作業指示 1.
周術期心イベントリスク評価の文書について、次の(a)〜(c)が内容と一致するかをそれぞれ「はい」か「いいえ」で答え、判断の根拠となる文書中の語句をそのまま引用してください。(a) 合計3点以上の場合、主要心イベントのリスクは11%とされている。(b) 術前の血清Cr値が1.5 mg/dLを超えると評価項目に該当する。(c) 術前のインスリン使用は評価項目の一つに含まれている。
作業指示 2.
周術期心イベントリスク評価の文書を、最後の文の続きから書き進めてください。

+++ 文書抜粋 +++

Circulation 1999; 100:1043-1049 による
risk of major cardiac event(MI、肺水腫、VF、心停止、完全房室ブロック)
以下の項目を点数化して評価
0点-0.4%
1点-0.9%
2点-6.6%
3点以上-11%
1.手術手技(開腹術、開胸術、腸骨動脈以上中枢の血管手術)
2.虚血性心疾患の既往
・MIの既往
・運動負荷試験で陽性
・MIによる胸痛が現在ある
・硝酸薬で治療している
・心電図上、病的なQ波を認める
3.うっ血性心不全の既往がある
・CHFの既往
・肺水腫
・夜間起坐呼吸がある
・両側ラ音、またはS3 gallop
・X線上肺血管影増強
4.脳血管病変の既往
・TIAや脳梗塞・出血の既往
5.術前のインスリン使用
6.術前 血清Cr値>2.0 mg/dL
Journal of Cardiothoracic and Vascular Anesthesia, Vol24, No1(February), 2010: pp 84-90
では血管内腹部大動脈瘤ステント留置手術(endovascular abdominal aortic aneurysm repair; EAAAR)の長期予後因子としてのRCRIの有用性を論じている。

+++ 元データ +++

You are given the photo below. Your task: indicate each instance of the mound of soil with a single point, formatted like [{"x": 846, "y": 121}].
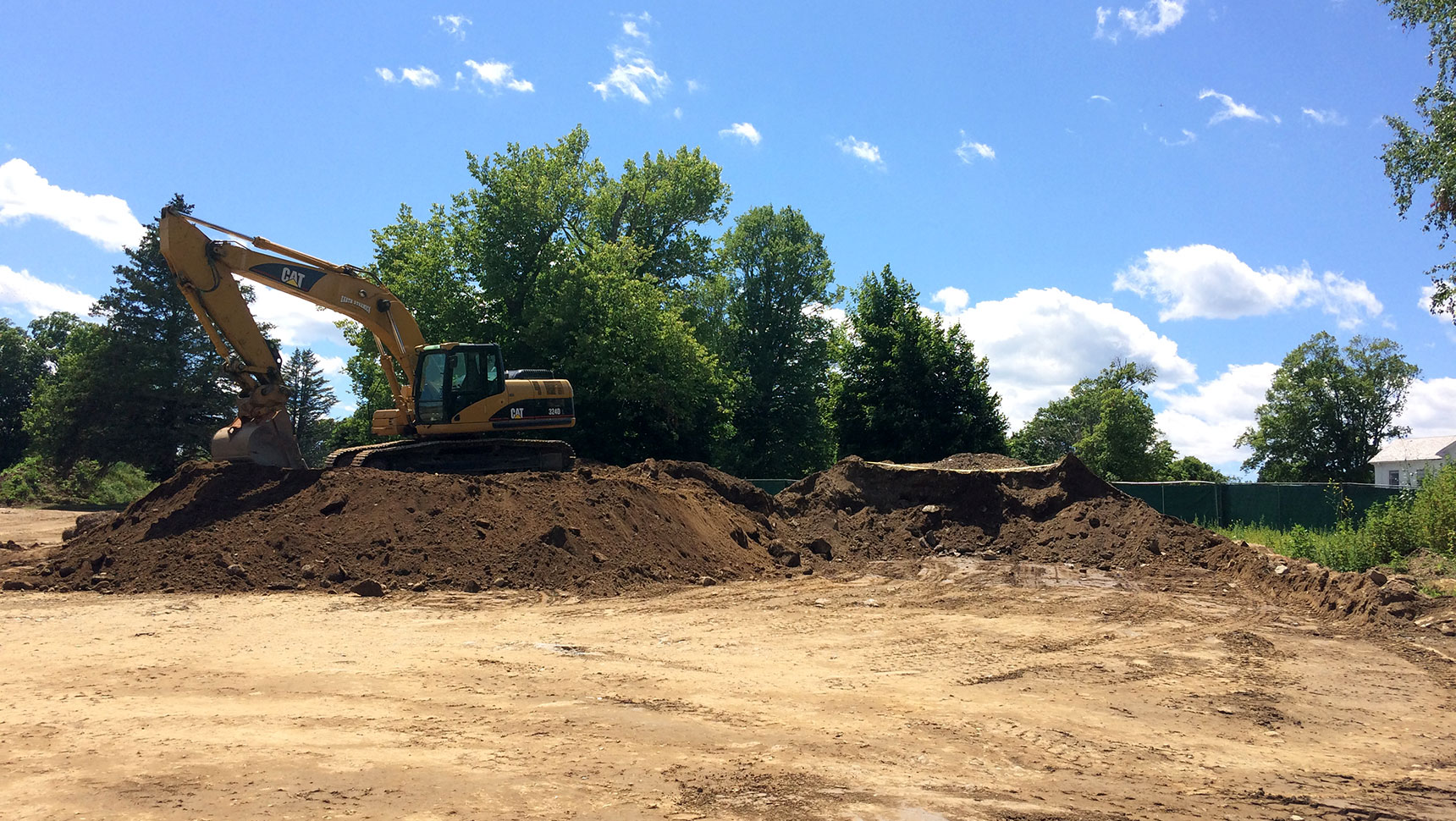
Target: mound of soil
[
  {"x": 606, "y": 530},
  {"x": 218, "y": 527},
  {"x": 1056, "y": 513},
  {"x": 977, "y": 462}
]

+++

記述解答 1.
(a) はい。「3点以上-11%」
(b) いいえ。「術前 血清Cr値>2.0 mg/dL」
(c) はい。「5.術前のインスリン使用」

記述解答 2.
方法:retrospective study。単一施設での225人。1996年から2006年にエントリー。
結果:周術期心血管イベントは6.2%。長期の全死亡率は23%。冠動脈疾患(尤度比8.7, p=0.023)やうっ血性心不全(尤度比4, p=0.042)、RCRIが3点以上(尤度比8.6, p=0.004)の患者では有意に主要心血管イベントが多かった。
OMI、エコー上MIがある、1ブロックしか運動耐容能がない、RCRI3点以上、周術期主要心イベント、の各項目は長期全死亡率と有意に関連があった。
結論:血管内治療でも長期死亡率は依然として高い。the Lee index(上記Circulationの論文の筆者。RCRIのこと)は本術式を受ける患者でも短期・長期予後を予測する尺度として有用かもしれない。
・本論文中のKaplan-Meier曲線から読むにEAAAR患者の5生率は60%(event free群で70%, MACE群で20%程度)。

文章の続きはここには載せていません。